## PROBLEM
Reproduce word for word the records below, starting with the line that contains "point: coin face" and going on through the last line of the records.

--- start of ENTRIES PROVIDED ---

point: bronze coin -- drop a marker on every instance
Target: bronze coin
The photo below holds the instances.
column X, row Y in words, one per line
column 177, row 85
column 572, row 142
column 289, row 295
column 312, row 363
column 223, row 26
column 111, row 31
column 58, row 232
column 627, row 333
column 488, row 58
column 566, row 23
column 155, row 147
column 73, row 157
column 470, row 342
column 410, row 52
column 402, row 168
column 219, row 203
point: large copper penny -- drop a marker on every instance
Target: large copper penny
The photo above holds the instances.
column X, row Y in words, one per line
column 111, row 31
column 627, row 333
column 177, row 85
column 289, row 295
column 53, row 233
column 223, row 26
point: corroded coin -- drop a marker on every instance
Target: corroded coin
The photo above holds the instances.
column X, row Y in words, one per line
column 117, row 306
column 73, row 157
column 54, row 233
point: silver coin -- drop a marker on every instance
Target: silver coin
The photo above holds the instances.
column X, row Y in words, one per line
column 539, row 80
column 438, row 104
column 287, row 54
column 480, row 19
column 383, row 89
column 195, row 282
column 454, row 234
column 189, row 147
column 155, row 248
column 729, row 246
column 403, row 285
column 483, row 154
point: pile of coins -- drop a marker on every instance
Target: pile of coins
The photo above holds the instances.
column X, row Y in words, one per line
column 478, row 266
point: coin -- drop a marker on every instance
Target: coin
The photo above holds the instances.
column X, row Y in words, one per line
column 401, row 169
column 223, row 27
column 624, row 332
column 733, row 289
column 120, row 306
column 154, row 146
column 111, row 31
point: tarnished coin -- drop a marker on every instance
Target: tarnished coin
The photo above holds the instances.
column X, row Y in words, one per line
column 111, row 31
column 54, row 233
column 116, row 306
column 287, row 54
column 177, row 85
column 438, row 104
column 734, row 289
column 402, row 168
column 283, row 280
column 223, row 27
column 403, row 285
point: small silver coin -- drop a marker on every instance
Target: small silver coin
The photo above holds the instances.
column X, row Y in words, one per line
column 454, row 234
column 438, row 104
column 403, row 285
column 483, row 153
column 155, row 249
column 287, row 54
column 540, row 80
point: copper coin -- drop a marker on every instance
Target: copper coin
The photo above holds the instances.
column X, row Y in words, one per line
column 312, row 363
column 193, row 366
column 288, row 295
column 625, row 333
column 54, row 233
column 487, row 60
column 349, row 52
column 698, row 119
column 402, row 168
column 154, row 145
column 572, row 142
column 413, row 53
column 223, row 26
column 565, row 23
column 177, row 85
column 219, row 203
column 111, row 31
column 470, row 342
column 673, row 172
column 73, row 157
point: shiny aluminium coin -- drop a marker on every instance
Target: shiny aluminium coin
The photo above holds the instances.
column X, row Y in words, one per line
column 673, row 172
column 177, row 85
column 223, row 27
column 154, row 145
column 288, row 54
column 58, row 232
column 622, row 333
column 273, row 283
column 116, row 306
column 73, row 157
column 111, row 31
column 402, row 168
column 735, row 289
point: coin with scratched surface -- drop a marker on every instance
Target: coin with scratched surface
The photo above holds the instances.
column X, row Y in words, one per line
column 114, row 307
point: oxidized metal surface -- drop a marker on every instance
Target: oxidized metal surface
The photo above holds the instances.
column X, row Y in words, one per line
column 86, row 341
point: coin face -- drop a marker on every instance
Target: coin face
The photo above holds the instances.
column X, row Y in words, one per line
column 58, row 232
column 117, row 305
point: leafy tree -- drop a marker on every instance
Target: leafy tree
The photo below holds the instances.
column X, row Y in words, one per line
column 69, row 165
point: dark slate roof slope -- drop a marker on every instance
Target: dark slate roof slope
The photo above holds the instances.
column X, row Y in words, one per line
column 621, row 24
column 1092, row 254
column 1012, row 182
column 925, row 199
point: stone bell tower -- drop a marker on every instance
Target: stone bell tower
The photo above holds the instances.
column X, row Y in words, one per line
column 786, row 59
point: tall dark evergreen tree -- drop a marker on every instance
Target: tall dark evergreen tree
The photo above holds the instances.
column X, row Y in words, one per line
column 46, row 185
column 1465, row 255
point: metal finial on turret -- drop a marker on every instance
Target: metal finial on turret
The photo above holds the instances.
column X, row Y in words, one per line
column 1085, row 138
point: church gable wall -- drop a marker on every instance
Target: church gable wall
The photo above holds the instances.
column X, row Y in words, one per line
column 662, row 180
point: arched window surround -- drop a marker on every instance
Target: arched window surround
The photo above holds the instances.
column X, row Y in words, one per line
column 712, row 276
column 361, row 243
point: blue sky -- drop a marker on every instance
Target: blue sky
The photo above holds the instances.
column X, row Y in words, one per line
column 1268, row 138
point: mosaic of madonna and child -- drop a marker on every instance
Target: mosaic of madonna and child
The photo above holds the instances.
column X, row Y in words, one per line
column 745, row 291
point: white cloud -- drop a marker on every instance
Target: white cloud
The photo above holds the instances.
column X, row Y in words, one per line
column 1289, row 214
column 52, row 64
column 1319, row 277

--- end of ENTRIES PROVIDED ---

## WRITTEN ANSWER
point: coin face -- drop a marker on every instance
Target: coin face
The photo above holds the instances.
column X, row Y in words, one per line
column 58, row 232
column 117, row 305
point: leafy tree -- drop a marker on every instance
Target: leafy tree
The photo below holds the instances.
column X, row Y in words, one per line
column 69, row 165
point: dark slate roof slope -- drop a marker on every instance
Target: dark slate roof slope
The photo above holds the instances.
column X, row Y in words, one per line
column 621, row 24
column 1092, row 254
column 1012, row 182
column 925, row 199
point: stone bell tower -- drop a marker on every instance
Target: stone bell tower
The photo above holds the instances.
column X, row Y in words, one per line
column 786, row 59
point: tall dark evergreen tree -- drop a marker on every instance
Target: tall dark evergreen tree
The photo above holds the instances.
column X, row Y in words, one per line
column 46, row 185
column 1465, row 255
point: metal finial on turret -- drop a marker on every instance
Target: metal finial on turret
The photo above holds the instances.
column X, row Y in words, one per line
column 1085, row 138
point: church gable wall -- drop a marker on every instance
Target: church gable wall
The photo above holds the instances.
column X, row Y in words, one per line
column 662, row 180
point: arched window surround -- drop a marker on every instance
Target: arched window surround
The photo above holds the instances.
column X, row Y in words, one per line
column 712, row 276
column 361, row 243
point: blue sky -- drop a marker on every instance
Target: blue sky
The photo above holds the instances.
column X, row Y in words, one per line
column 1268, row 138
point: mosaic of madonna and child -- drop a marker on every instance
Target: mosaic of madonna and child
The photo above holds the instances.
column X, row Y in words, one per line
column 745, row 291
point: white cloud -- drop a marker on every instance
Target: white cloud
The photo above holds the instances.
column X, row Y in words, one per line
column 1289, row 214
column 52, row 64
column 1319, row 277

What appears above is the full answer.